• **PAGE EXTRACT**
## Begin

Freedom and fear: The foundations of the US' deadly gun culture

Published June 23, 2022
Guns are displayed after a gun buyback event organised by the New York City Police Department in the Queens borough of New York City, US, June 12, 2021. — Reuters/File
Guns are displayed after a gun buyback event organised by the New York City Police Department in the Queens borough of New York City, US, June 12, 2021. — Reuters/File

It was 1776, the American colonies had just declared their independence from England, and as war raged the founding fathers were deep in debate: should Americans have the right to own firearms as individuals, or just as members of local militia?

As a landmark Supreme Court decision expanded gun rights on Thursday, just weeks after a mass killing of 19 children in their Texas school, the debate rages on and outsiders wonder why Americans are so wedded to the firearms used in such massacres with appalling frequency.

The answer, experts say, lies both in the traditions underpinning the country's winning its freedom from Britain and most recently, a growing belief among consumers that they need guns for their personal safety.

Over the past two decades — a period in which more than 200 million guns hit the US market — the country has shifted from "Gun Culture 1.0", where guns were for sport and hunting, to "Gun Culture 2.0" where many Americans see them as essential to protect their homes and families.

Read more: Gun violence response leaves US standing a world apart

That shift has been driven heavily by advertising by the nearly $20 billion gun industry that has tapped fears of crime and racial upheaval, according to Ryan Busse, a former industry executive.

Recent mass murders "are the byproduct of a gun industry business model designed to profit from increasing hatred, fear, and conspiracy", Busse wrote in May in the online magazine The Bulwark.

## End

• **WHAT IS ASKED**
In the article on US gun culture, what were guns for under "Gun Culture 1.0"? Use only the article on US gun culture to answer.

• **MATERIAL SHOWN**
## Begin

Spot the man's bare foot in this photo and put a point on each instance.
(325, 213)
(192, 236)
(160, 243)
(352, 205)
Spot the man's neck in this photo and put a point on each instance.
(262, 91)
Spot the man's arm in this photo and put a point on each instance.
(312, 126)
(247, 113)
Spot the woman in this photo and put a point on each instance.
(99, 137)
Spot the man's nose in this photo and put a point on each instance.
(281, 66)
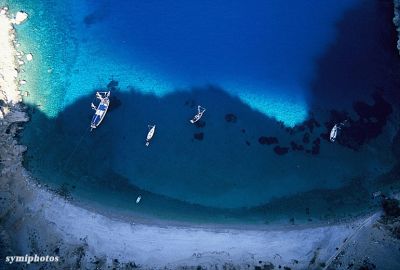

## End

• **OUTPUT BELOW**
Sport and hunting.